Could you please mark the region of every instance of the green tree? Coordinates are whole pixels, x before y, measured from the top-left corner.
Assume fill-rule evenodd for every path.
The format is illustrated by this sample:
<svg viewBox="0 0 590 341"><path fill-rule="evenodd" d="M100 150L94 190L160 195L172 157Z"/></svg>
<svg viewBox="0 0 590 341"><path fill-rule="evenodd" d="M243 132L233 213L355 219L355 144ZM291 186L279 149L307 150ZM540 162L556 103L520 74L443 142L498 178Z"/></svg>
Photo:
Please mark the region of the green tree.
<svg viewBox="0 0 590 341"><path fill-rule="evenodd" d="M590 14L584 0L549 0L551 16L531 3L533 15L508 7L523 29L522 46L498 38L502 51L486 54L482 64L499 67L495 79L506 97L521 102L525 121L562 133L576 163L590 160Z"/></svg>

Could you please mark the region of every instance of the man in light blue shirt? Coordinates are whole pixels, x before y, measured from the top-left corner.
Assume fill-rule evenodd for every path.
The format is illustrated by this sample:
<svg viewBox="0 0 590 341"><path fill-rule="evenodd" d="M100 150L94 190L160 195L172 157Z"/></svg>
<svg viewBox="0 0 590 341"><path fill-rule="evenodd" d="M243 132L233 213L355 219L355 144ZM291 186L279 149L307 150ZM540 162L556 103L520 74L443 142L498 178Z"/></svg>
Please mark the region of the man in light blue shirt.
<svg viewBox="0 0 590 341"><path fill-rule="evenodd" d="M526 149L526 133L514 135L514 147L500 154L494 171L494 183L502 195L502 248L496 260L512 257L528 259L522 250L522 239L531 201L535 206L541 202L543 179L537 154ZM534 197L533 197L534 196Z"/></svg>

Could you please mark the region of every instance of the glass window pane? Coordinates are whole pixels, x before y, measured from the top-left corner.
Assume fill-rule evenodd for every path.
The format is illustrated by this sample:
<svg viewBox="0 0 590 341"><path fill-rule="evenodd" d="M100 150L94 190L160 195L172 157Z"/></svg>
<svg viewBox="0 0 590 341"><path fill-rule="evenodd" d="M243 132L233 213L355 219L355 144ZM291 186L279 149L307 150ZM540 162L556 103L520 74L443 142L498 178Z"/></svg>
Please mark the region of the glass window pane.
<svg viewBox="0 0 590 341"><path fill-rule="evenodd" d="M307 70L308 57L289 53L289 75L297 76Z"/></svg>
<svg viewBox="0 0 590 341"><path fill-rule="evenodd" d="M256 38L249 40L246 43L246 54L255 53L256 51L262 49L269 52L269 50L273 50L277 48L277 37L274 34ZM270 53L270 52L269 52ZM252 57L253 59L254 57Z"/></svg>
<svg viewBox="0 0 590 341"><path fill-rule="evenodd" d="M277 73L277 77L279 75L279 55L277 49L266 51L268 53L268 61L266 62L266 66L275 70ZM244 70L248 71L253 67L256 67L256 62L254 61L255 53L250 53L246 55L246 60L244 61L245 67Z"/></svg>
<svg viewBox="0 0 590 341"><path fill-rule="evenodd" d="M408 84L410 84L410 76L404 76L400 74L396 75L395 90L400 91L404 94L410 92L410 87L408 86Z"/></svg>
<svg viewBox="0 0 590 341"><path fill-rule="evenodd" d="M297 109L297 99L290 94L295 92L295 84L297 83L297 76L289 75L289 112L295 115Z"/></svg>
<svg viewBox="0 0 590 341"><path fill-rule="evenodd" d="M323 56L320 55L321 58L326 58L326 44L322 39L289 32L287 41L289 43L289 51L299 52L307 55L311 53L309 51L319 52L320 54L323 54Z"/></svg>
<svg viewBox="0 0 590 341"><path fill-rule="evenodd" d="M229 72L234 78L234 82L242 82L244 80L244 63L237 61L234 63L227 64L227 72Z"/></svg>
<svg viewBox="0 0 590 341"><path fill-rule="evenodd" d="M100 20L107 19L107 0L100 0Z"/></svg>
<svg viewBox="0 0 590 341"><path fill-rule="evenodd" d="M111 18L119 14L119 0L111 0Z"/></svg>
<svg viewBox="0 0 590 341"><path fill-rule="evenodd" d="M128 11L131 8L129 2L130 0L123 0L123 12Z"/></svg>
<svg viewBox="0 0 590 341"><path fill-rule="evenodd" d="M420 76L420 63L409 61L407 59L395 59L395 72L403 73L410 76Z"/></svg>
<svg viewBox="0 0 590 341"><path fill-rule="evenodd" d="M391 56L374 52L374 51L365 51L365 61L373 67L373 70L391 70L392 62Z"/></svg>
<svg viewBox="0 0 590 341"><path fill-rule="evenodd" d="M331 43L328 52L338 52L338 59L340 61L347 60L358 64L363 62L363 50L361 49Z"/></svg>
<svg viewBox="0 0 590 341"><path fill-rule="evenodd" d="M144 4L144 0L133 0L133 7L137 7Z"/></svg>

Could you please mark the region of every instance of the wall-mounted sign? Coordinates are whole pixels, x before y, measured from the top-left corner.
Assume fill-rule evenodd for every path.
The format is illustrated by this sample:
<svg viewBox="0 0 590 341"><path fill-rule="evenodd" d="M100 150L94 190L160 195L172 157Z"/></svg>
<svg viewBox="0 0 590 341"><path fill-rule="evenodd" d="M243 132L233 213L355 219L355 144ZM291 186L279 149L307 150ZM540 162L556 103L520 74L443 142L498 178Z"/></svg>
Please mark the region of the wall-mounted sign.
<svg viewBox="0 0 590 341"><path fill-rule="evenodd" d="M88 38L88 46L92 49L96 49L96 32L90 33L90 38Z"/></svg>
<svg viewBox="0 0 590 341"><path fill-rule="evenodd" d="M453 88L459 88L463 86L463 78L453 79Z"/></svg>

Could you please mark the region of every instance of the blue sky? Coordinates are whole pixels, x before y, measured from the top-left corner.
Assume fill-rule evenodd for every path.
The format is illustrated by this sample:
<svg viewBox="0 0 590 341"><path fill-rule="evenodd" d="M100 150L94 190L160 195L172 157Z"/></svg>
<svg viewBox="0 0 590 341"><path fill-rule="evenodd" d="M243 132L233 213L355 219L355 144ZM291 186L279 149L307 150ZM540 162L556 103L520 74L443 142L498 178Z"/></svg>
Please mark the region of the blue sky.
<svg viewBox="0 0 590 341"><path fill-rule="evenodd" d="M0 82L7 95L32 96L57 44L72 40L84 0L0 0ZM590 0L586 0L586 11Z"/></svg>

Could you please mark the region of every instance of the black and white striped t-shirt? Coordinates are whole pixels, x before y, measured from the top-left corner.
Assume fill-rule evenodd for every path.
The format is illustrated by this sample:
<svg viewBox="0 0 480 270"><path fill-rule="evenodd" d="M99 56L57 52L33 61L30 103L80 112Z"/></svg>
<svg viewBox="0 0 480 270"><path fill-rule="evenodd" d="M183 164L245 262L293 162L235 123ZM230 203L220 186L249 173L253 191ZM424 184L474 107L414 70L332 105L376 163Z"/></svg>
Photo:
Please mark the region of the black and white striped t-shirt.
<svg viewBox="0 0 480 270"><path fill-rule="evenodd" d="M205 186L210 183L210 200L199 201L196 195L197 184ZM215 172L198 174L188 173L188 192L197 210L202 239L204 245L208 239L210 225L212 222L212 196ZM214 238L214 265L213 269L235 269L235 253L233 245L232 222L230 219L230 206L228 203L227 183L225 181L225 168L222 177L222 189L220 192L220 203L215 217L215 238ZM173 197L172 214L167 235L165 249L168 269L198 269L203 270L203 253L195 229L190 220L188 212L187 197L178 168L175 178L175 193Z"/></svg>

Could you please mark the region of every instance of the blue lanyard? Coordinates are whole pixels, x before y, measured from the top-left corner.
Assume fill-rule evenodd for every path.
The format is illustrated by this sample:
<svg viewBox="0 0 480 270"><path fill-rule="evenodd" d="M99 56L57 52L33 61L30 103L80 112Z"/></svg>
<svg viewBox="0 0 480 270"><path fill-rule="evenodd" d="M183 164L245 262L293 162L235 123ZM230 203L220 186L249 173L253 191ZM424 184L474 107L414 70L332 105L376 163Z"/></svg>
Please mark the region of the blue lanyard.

_Assignment_. Set down only the lines from the line with "the blue lanyard?" through the last line of the data above, keeping both the first and the last.

_Exercise answer_.
Could you please mark the region of every instance of the blue lanyard? Coordinates are whole pixels, x before y, measured from the top-left corner.
Assume fill-rule evenodd for every path.
The format is illustrated by this sample:
<svg viewBox="0 0 480 270"><path fill-rule="evenodd" d="M99 56L57 52L33 61L30 103L80 112Z"/></svg>
<svg viewBox="0 0 480 270"><path fill-rule="evenodd" d="M183 164L245 262L293 162L235 123ZM230 203L220 186L249 173L253 191ZM424 184L474 107L414 70L332 105L376 163Z"/></svg>
Please mark the region of the blue lanyard.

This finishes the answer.